▶ **TASK**: What you return must match the entries exactly, except that the pictures are gone.

▶ **SUPPLIED DATA**:

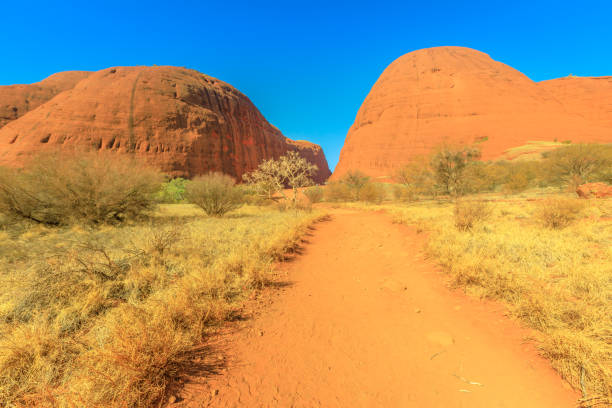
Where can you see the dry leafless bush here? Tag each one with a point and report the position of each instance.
(60, 188)
(215, 193)
(468, 213)
(558, 213)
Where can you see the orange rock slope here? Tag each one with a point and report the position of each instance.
(455, 95)
(178, 119)
(17, 100)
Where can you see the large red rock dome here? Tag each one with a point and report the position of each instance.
(458, 95)
(178, 119)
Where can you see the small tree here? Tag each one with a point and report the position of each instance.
(290, 170)
(449, 165)
(172, 191)
(215, 193)
(296, 172)
(355, 181)
(314, 194)
(417, 177)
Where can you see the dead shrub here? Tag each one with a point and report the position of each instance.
(314, 194)
(215, 193)
(373, 193)
(61, 188)
(558, 213)
(468, 213)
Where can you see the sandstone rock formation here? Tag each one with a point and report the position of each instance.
(17, 100)
(178, 119)
(597, 190)
(589, 97)
(455, 95)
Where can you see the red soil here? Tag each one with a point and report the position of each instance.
(367, 322)
(456, 95)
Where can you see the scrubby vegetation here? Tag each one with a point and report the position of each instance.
(468, 213)
(355, 186)
(548, 258)
(555, 280)
(172, 191)
(104, 294)
(314, 194)
(59, 189)
(272, 176)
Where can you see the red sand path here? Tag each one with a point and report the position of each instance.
(368, 322)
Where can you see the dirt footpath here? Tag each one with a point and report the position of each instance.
(366, 321)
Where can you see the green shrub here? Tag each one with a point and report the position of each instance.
(173, 191)
(355, 181)
(215, 193)
(517, 182)
(61, 188)
(468, 213)
(558, 213)
(338, 191)
(314, 194)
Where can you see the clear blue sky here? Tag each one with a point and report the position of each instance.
(306, 65)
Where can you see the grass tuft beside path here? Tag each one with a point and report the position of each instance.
(558, 281)
(109, 316)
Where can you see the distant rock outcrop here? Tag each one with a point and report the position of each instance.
(456, 95)
(182, 121)
(17, 100)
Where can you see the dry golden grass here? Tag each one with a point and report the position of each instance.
(555, 280)
(109, 316)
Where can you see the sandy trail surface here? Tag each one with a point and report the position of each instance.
(366, 321)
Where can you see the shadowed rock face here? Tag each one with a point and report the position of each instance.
(457, 95)
(589, 97)
(17, 100)
(184, 122)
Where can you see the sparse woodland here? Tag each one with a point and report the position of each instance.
(109, 277)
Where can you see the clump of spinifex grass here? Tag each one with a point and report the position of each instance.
(555, 279)
(108, 316)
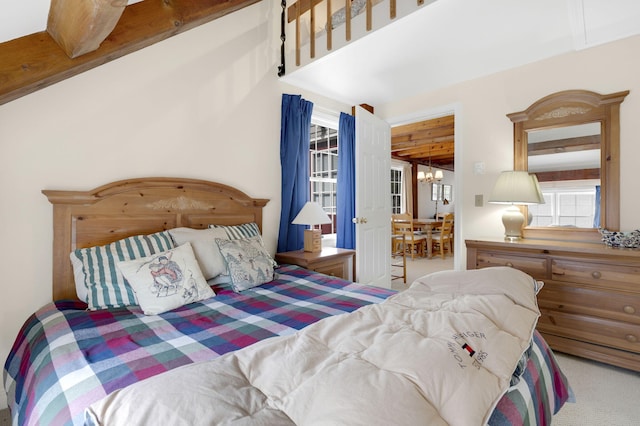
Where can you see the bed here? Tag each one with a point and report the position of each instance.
(71, 355)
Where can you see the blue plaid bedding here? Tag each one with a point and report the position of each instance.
(66, 357)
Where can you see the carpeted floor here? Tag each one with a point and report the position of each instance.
(605, 395)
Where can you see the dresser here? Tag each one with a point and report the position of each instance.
(590, 302)
(330, 261)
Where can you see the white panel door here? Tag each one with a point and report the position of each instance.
(373, 200)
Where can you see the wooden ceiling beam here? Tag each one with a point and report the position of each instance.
(35, 61)
(581, 143)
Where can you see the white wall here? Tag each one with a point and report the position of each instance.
(485, 134)
(182, 107)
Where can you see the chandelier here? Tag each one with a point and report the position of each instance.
(430, 177)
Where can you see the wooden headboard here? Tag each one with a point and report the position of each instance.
(138, 206)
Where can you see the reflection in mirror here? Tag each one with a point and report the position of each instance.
(572, 211)
(566, 161)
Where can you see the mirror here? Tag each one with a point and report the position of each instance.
(571, 141)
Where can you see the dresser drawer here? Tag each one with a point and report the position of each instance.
(613, 276)
(573, 298)
(534, 266)
(610, 333)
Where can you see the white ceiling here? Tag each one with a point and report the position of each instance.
(457, 40)
(450, 41)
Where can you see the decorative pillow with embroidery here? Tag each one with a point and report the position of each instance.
(203, 242)
(166, 281)
(99, 282)
(248, 263)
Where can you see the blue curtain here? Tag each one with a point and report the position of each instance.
(346, 202)
(294, 162)
(596, 216)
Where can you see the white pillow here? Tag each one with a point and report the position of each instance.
(166, 281)
(248, 262)
(98, 280)
(203, 242)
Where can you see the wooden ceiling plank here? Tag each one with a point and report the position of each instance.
(580, 143)
(35, 61)
(80, 26)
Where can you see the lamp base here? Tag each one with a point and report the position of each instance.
(512, 219)
(313, 240)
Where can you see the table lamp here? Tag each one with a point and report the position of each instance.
(516, 187)
(312, 214)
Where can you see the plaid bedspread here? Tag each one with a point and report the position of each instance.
(65, 357)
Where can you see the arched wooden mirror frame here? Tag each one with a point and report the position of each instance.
(568, 108)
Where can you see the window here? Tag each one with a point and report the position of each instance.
(323, 171)
(396, 191)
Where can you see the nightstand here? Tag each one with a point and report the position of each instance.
(331, 261)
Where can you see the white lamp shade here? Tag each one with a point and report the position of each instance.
(311, 214)
(516, 187)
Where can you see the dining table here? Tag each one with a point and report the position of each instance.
(426, 226)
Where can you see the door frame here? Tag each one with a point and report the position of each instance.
(459, 250)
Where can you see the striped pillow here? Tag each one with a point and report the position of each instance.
(240, 232)
(95, 268)
(243, 232)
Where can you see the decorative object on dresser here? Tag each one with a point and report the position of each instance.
(590, 302)
(331, 261)
(515, 188)
(621, 239)
(312, 214)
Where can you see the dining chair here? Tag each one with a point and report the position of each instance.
(441, 239)
(398, 259)
(403, 236)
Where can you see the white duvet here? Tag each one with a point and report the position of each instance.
(440, 353)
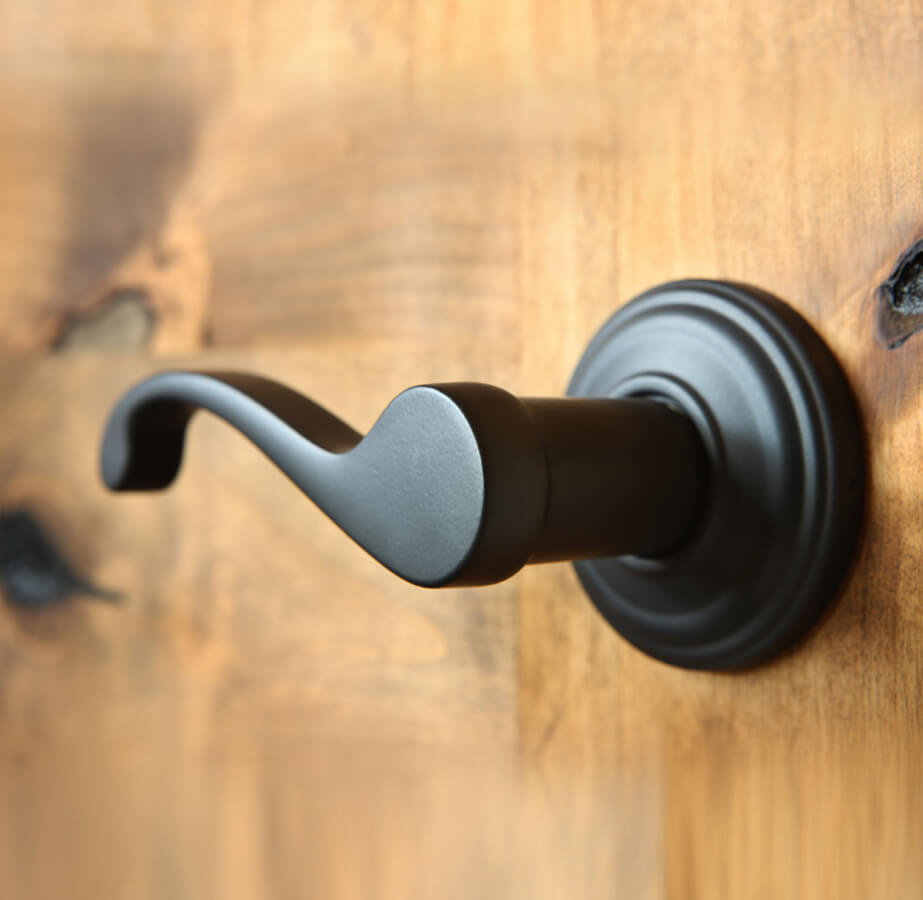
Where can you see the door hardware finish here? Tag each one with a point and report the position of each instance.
(705, 472)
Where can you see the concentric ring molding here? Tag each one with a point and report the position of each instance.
(784, 503)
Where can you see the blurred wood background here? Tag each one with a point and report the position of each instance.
(356, 197)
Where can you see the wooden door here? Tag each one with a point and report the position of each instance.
(354, 198)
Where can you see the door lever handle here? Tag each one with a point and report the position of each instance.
(705, 473)
(455, 484)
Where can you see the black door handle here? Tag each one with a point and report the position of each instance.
(455, 483)
(711, 441)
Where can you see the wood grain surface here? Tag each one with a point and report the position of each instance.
(354, 198)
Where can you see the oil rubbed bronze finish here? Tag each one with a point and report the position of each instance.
(706, 471)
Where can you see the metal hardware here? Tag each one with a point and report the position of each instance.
(706, 471)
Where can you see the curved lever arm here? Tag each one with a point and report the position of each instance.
(455, 483)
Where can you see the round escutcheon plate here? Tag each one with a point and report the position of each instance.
(783, 506)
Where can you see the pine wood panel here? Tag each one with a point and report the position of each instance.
(355, 198)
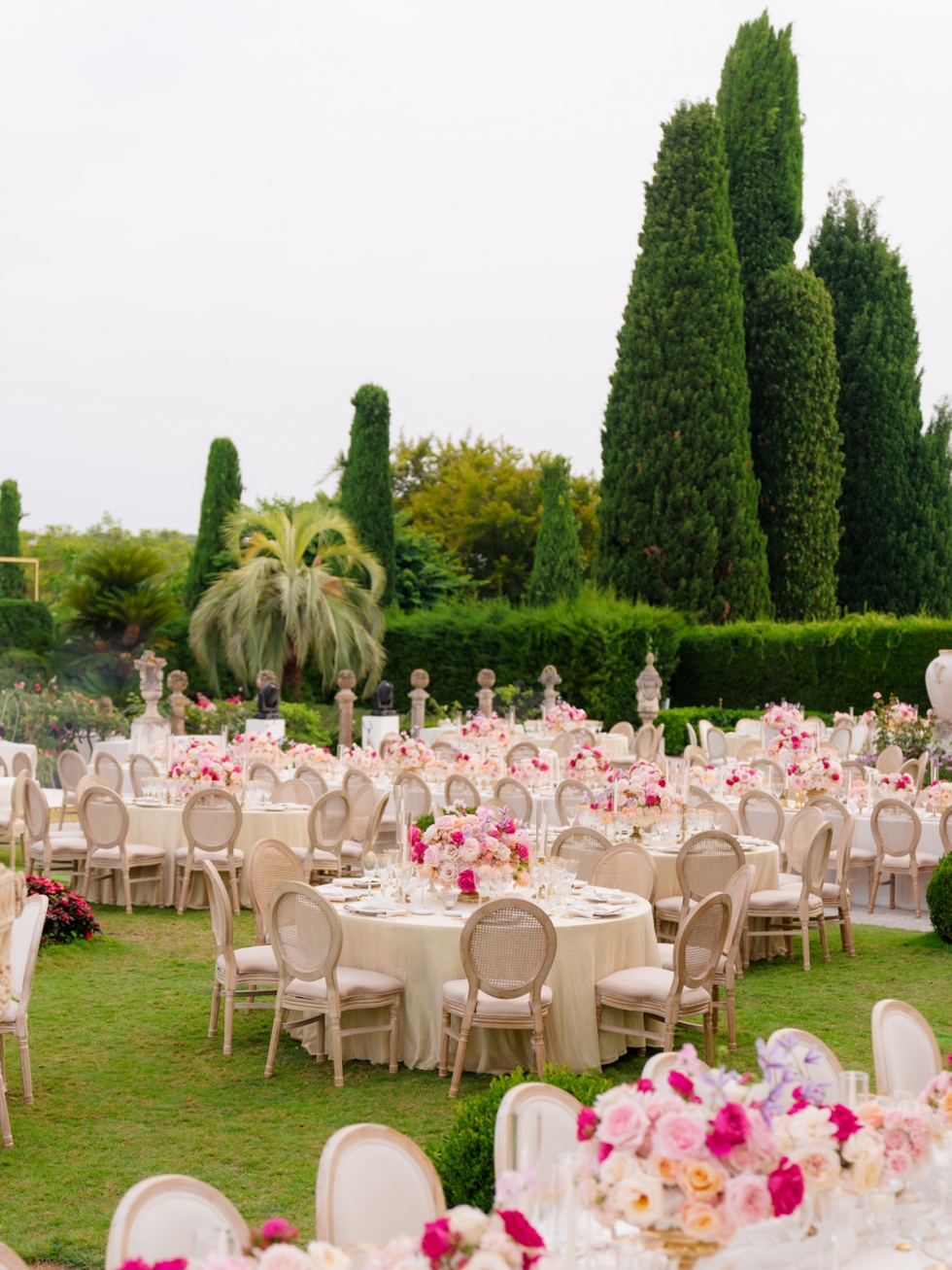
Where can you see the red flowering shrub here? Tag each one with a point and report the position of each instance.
(67, 917)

▶ **ANSWER BOX**:
Where can you see the dry leafless bush here? Tag each one with a point and report the position of each instance.
(60, 188)
(215, 193)
(468, 213)
(558, 213)
Where can you see the orange rock slope here? Tag each one with a point and report the position of each instance.
(455, 95)
(178, 119)
(17, 100)
Where can you see the large red rock dome here? Tag each one with a point and report the position of each instance.
(458, 95)
(178, 119)
Where can you see the small tree here? Tag each one with a point and report the position of each instance.
(290, 170)
(449, 165)
(172, 191)
(215, 193)
(296, 172)
(355, 181)
(314, 194)
(417, 177)
Where can you see the dead shrub here? Tag each one with a point and report the position of each instance.
(314, 194)
(215, 193)
(373, 193)
(61, 188)
(558, 213)
(468, 213)
Where can you see the sandstone rock formation here? Tag each one with a point and report the position of each instance.
(17, 100)
(178, 119)
(597, 190)
(589, 97)
(455, 95)
Where can you see the red soil here? Tag each one with a point and report the position of each instance.
(367, 322)
(456, 95)
Where can you see the scrubby vegetation here? Tag each one with a point and report the position of each instance.
(468, 213)
(355, 186)
(548, 258)
(555, 280)
(172, 191)
(104, 294)
(314, 194)
(59, 189)
(272, 176)
Where can you see the red sand path here? Tag each one with a point and report the position of each instance.
(368, 322)
Where can you see the dirt footpath here? Tag each one with a point and report the position of each instance.
(366, 321)
Where can you see the green shrub here? Tag each one with a point and report the position of each instance.
(173, 191)
(355, 181)
(215, 193)
(517, 182)
(61, 188)
(468, 213)
(558, 213)
(338, 191)
(314, 194)
Where can you see the clear blue sky here? Tag each one with a point and report the position of each instance.
(306, 65)
Where can you see the grass tuft beside path here? Tag each one with a point and report the position of each instance.
(558, 281)
(109, 316)
Where can you see the distant rock outcrop here? Tag each one with a point and report the position of each instance.
(456, 95)
(182, 121)
(17, 100)
Where can you see the dry golden grass here? Tag each one with a point and report the position of each instance.
(555, 280)
(109, 316)
Where can you see the sandy trail surface here? Tag each one with a point and report the position of each instance.
(366, 321)
Where can you see the shadowed rock face here? Tag each one with a point and report the position of each instance.
(457, 95)
(589, 97)
(17, 100)
(184, 122)
Where can you see the sparse woodland here? Tag each one with a point and report the position of each instance.
(109, 277)
Where can you see the clump of spinifex grass here? Tag each one with a point and report the position of each instance.
(555, 279)
(108, 316)
Where can you see the bed here? Tag each one with a point and report the position of each instance.
(71, 355)
Where can you see the blue plaid bedding here? Tag each one with a point and report the position of each instance.
(66, 357)
Where can you see the carpeted floor here? Tag each one with a point and report the position of each instance.
(605, 395)
Where can you see the dresser here? Tag each one with a point and report the position of each instance.
(590, 302)
(330, 261)
Where can you see the white panel door here? Tag each one with a point and report the position of each instance.
(373, 200)
Where can you see the wooden ceiling beam here? Tag each one with a point and report the position of each instance.
(35, 61)
(581, 143)
Where can you see the white wall here? Tag each one with a point and report the position of each instance.
(485, 134)
(182, 107)
Where can you see the chandelier here? Tag each one with a point and report the position of each instance.
(430, 177)
Where can you see the wooden headboard here? Tag each one with a point and report the position of each instance.
(138, 206)
Where can you see the reflection in mirror here? Tag each one with a point and report the position of each instance.
(572, 211)
(566, 161)
Where can you see the mirror here? Tag each one with a point and report the position of each instance.
(571, 141)
Where can you see the dresser drawer here? Tag each one with a point and report the position of each instance.
(613, 276)
(573, 298)
(534, 266)
(610, 333)
Where can you see the white ceiling here? Tag each one with a point and report the position of each instance.
(457, 40)
(450, 41)
Where can you see the decorative pillow with embroidery here? Tag each one with a point and report the position of each instance.
(203, 242)
(166, 281)
(99, 282)
(248, 263)
Where can you see the blue curtain here? Tag each one with a point and report the position of each instance.
(346, 202)
(294, 162)
(596, 216)
Where can you see the white pillow here? Tag each one with a point and report the position of each instance.
(166, 281)
(248, 262)
(98, 280)
(203, 242)
Where can you see the wooden ceiling plank here? Tag each one with a point and report the position of each instance.
(580, 143)
(35, 61)
(80, 26)
Where can you see the lamp base here? Tag each one with a point and report the position of each instance.
(512, 219)
(313, 240)
Where can you see the table lamp here? Tag each one with a point and report the position of each instance.
(516, 187)
(312, 214)
Where can you see the plaid bedspread here? Tag each one with a point and report the position of each instance.
(65, 357)
Where can you see the arched wooden mirror frame here? Tag each one with a point and report the position of each instance.
(568, 108)
Where can you see the window here? Tag each one with a point and report the position of each instance.
(323, 171)
(396, 191)
Where can you see the nightstand here? Tag each one with a point and report the position of each instance.
(331, 261)
Where can you see the white lamp shade here? Tag each one with a point and report the position of each instance.
(311, 214)
(516, 187)
Where can you see the dining table here? Tag each one with a point and report the position of each instance.
(426, 226)
Where can you see the door frame here? Tag each one with a point and report the position of each instance.
(459, 250)
Where can you see the striped pillow here? Tag each one with a point and report the position of each instance.
(240, 232)
(95, 268)
(243, 232)
Where can you see the decorative object on dresser here? Tag each one with a point and report the position of each instance.
(590, 302)
(331, 261)
(515, 188)
(621, 239)
(312, 214)
Where can you see the dining chair here? Tag each one with a point and report the position of each instance.
(441, 239)
(398, 259)
(403, 236)
Where can you see the white duvet here? Tag each one with a point and report the position of each instance.
(440, 353)
Where can you see the door hardware finish here? Tag each one with a point and report the position of each instance.
(705, 472)
Where can you see the concentric ring molding here? Tag each one with a point and report the position of each instance.
(784, 503)
Where can you see the blurred wood background here? Tag each one with a point and report the position of each instance.
(356, 197)
Where can you see the wooden door here? Tag each one with a point and report the position of each instance.
(354, 198)
Where can you see the door lever handle here? Tag each one with a point and report the position of each instance.
(705, 473)
(455, 484)
Where can you see the black door handle here? Tag each one with a point and report the position of each instance.
(455, 483)
(711, 441)
Where can you see the wood grain surface here? Tag each one with a point and report the position of each instance.
(354, 198)
Where can you see the oil rubbed bronze finish here? Tag each one with a point and report the position of each instance.
(706, 471)
Where can you see the metal hardware here? Tag each one with a point and report the position of each instance.
(706, 471)
Where can you see the curved lever arm here? Tag each one with a point and report the position of each instance.
(455, 483)
Where can you see the round escutcheon plate here? Tag each one with a point and report the position of each instance.
(783, 506)
Where can you see the pine wood panel here? Tag each one with a point and report the position of each instance.
(355, 198)
Where can you see the red flowering shrub here? Tag each one with a point and report the position of each instance.
(67, 917)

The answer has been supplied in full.